▶ [Work item] Reproduce what is written in the records below exactly, and leave out the images.

**** Task input

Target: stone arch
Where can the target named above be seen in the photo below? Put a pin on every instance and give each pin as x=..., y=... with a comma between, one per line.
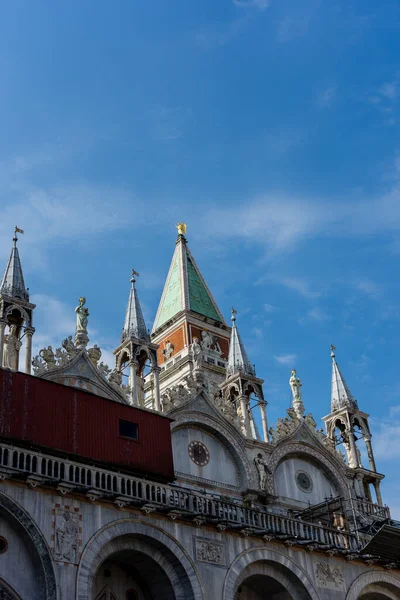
x=232, y=440
x=16, y=513
x=263, y=561
x=330, y=465
x=371, y=578
x=122, y=535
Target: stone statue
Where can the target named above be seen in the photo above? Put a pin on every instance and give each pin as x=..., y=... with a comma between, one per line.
x=197, y=353
x=69, y=345
x=12, y=346
x=206, y=340
x=94, y=354
x=168, y=350
x=47, y=355
x=82, y=314
x=295, y=385
x=66, y=542
x=262, y=469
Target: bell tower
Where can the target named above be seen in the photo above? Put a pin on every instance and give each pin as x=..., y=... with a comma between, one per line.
x=136, y=351
x=189, y=328
x=16, y=313
x=346, y=424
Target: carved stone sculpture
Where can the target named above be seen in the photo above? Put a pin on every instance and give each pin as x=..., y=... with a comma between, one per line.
x=66, y=538
x=295, y=385
x=168, y=350
x=47, y=355
x=82, y=315
x=196, y=353
x=94, y=354
x=262, y=469
x=12, y=346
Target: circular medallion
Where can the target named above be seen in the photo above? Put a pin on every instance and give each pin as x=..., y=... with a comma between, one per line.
x=199, y=454
x=304, y=481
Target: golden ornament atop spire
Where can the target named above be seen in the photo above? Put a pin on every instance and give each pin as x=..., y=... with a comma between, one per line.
x=181, y=227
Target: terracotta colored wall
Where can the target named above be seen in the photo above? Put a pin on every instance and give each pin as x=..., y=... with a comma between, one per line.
x=177, y=337
x=62, y=418
x=223, y=342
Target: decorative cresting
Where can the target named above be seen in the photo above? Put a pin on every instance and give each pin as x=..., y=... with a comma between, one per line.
x=127, y=534
x=371, y=578
x=16, y=313
x=232, y=440
x=15, y=512
x=78, y=366
x=279, y=566
x=330, y=465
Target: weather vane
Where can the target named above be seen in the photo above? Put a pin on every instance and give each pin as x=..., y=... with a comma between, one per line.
x=181, y=227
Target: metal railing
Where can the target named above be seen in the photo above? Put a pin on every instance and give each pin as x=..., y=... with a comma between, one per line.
x=44, y=469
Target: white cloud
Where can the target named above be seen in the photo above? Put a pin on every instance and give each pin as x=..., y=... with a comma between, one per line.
x=285, y=359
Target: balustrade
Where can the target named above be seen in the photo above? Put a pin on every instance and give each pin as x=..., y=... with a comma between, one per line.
x=139, y=491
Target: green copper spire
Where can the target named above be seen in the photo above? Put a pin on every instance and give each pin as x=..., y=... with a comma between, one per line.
x=185, y=288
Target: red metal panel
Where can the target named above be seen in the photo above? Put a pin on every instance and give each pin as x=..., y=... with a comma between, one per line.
x=54, y=416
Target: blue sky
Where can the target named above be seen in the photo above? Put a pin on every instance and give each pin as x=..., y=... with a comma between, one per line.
x=270, y=127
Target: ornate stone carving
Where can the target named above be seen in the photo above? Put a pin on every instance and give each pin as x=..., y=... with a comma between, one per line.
x=94, y=354
x=168, y=350
x=12, y=346
x=262, y=469
x=210, y=552
x=39, y=542
x=178, y=394
x=196, y=353
x=329, y=576
x=297, y=402
x=66, y=525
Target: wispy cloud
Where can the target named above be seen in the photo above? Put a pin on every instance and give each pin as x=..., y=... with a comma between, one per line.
x=326, y=97
x=285, y=359
x=260, y=4
x=291, y=27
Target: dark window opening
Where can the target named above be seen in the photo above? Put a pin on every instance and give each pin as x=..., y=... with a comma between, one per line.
x=128, y=429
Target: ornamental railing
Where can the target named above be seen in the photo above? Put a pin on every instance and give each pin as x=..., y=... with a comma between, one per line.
x=124, y=490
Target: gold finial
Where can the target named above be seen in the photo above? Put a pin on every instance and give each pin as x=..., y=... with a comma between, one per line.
x=133, y=275
x=181, y=227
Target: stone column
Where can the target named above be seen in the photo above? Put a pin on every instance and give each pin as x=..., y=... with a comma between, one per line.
x=28, y=350
x=264, y=422
x=353, y=458
x=157, y=400
x=371, y=458
x=2, y=331
x=378, y=492
x=245, y=414
x=132, y=382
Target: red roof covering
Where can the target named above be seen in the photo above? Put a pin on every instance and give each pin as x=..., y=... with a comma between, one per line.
x=70, y=421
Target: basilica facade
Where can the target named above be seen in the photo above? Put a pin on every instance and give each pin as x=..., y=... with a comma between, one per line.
x=194, y=496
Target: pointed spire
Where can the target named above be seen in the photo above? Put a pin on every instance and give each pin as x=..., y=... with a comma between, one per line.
x=237, y=359
x=341, y=396
x=134, y=322
x=185, y=288
x=12, y=283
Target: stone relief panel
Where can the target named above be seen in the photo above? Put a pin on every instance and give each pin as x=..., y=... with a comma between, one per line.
x=66, y=539
x=209, y=552
x=329, y=576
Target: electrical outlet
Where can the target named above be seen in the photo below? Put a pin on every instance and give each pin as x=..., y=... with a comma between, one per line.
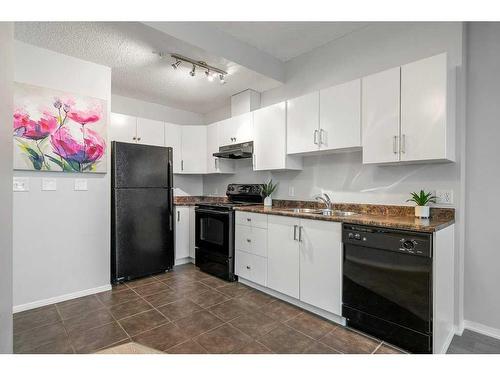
x=444, y=196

********

▶ [Expected answer]
Target: stone arch
Where can the target named above be seen in the photo below? Put a pin on every instance and give each pin as x=..., y=... with a comma between, one per line.
x=232, y=440
x=16, y=513
x=263, y=561
x=330, y=465
x=371, y=578
x=122, y=535
Target: stone statue
Where can the target named above be seen in the photo above? Put a pin on every instance and give each pin as x=..., y=... with a comma between, one per line.
x=197, y=353
x=69, y=345
x=12, y=346
x=206, y=340
x=94, y=354
x=168, y=350
x=47, y=355
x=82, y=314
x=295, y=385
x=66, y=542
x=262, y=469
Target: bell tower
Where can the target named above be seen in the photo above? Put a pin on every instance and give each pin as x=..., y=... with a comma between, one per line.
x=136, y=351
x=189, y=328
x=16, y=313
x=346, y=424
Target: carved stone sculpture
Where can the target named above be seen in the photo above? Put a pin on every instance and give each pin as x=..., y=... with a comma between, one per line.
x=66, y=538
x=295, y=385
x=168, y=350
x=47, y=355
x=82, y=315
x=196, y=353
x=94, y=354
x=262, y=469
x=12, y=346
Target: circular medallion
Where can the target named above be seen in the photo above? Put a pin on every instance and give each pin as x=..., y=... with a comma between, one per line.
x=199, y=454
x=304, y=481
Target: golden ornament atop spire
Where can the target named above be seen in the photo above? Put a pin on every instance and give each pin as x=..., y=... with a comma between, one per line.
x=181, y=227
Target: terracotta colored wall
Where can the target named above be seen in the photo above? Put a pin on every instance and give each pin as x=..., y=... with a comma between, one per line.
x=177, y=337
x=62, y=418
x=223, y=342
Target: decorative cresting
Where can the target named above be seen in the photo above? Put a pin on every instance and give each pin as x=..., y=... with a comma between, one per line.
x=127, y=534
x=371, y=578
x=16, y=313
x=232, y=440
x=15, y=512
x=78, y=366
x=279, y=566
x=330, y=465
Target: weather vane
Where can the target named above be seen in the photo above? Put a pin on every instance and give each pin as x=..., y=... with a comma between, one per line.
x=181, y=227
Target: metal railing
Where can the target named above be seen in the photo above? Put a pin on every instance and give each pin as x=..., y=... with a comma between, one per line.
x=44, y=469
Target: white cloud
Where can the target named above be seen in the photo above? Put a pin on every instance and give each pin as x=..., y=... with a comma between, one per line.
x=285, y=359
Target: balustrade
Where can the target named above be seen in the photo above? Put a pin on every instance and give each pin as x=..., y=... with a comma between, one per line.
x=139, y=491
Target: green copper spire
Where can the target named above be seen in the photo above? Put a pin on every instance and give each pin as x=..., y=... with a comma between, one per line.
x=185, y=288
Target: red metal panel
Where can the target named above be seen in the photo above? Put a pin on every instance and give each pin as x=..., y=... with a comma between, one per line.
x=54, y=416
Target: blue sky
Where can the target named above be seen in the photo above? Put a pin on every instance and give each pin as x=..., y=... with a comma between, one per line.
x=270, y=127
Target: ornate stone carving
Where can the target named above be seen in the photo above? Put a pin on every instance and give each pin as x=..., y=... with a comma between, one per line.
x=94, y=354
x=168, y=350
x=12, y=346
x=262, y=469
x=210, y=552
x=39, y=542
x=178, y=394
x=196, y=353
x=329, y=576
x=297, y=402
x=66, y=525
Target: wispy cloud
Where can the target named above be seen in the photo above? Put a pin on every instance and give each pin as x=..., y=... with a comma between, one per line.
x=326, y=97
x=285, y=359
x=260, y=4
x=291, y=27
Target: dark window opening
Where can the target named above be seen in the photo above? Put a pin on every instance and give each pin as x=..., y=... with a comma between, one per line.
x=128, y=429
Target: ornamental railing
Where can the target named above be seen in the photo above? Put a pin on every instance and give each pin as x=..., y=... with a comma between, one per line.
x=124, y=490
Target: gold finial
Where can the target named above be seen in the photo above? Put a pin on every instance and give each pin as x=..., y=... with a comma between, one per line.
x=133, y=275
x=181, y=227
Target: stone column
Where can the target named above be seen in the photo above? Put a pin on every instance and give each pin as x=..., y=... with a comma between, one per line.
x=28, y=350
x=264, y=422
x=353, y=458
x=157, y=400
x=371, y=458
x=2, y=331
x=378, y=492
x=245, y=414
x=132, y=382
Target: red roof covering
Where can the target named above be seen in the photo above? Put a pin on every instance and give each pin as x=..., y=... with a comma between, one per line.
x=70, y=421
Target: basilica facade
Where can the target named above be seen in the photo above? Put a pin on every instance and give each pin as x=..., y=... with a comma between, one per line.
x=194, y=496
Target: pointed spire
Where can the target named above be seen in the photo above? Put a pin on every instance and give each pin as x=..., y=... with a comma between, one per line.
x=237, y=359
x=341, y=396
x=134, y=322
x=185, y=288
x=12, y=283
Target: stone relief panel
Where can the target named above be seen in the photo above? Put a pin on every instance and give each pin as x=..., y=... with a comma between, one per line.
x=66, y=539
x=209, y=552
x=329, y=576
Target: electrical outlet
Where can the target named above be seen in the photo below? Put a pin on every instance and give each pin as x=..., y=... with a comma between, one per line.
x=444, y=196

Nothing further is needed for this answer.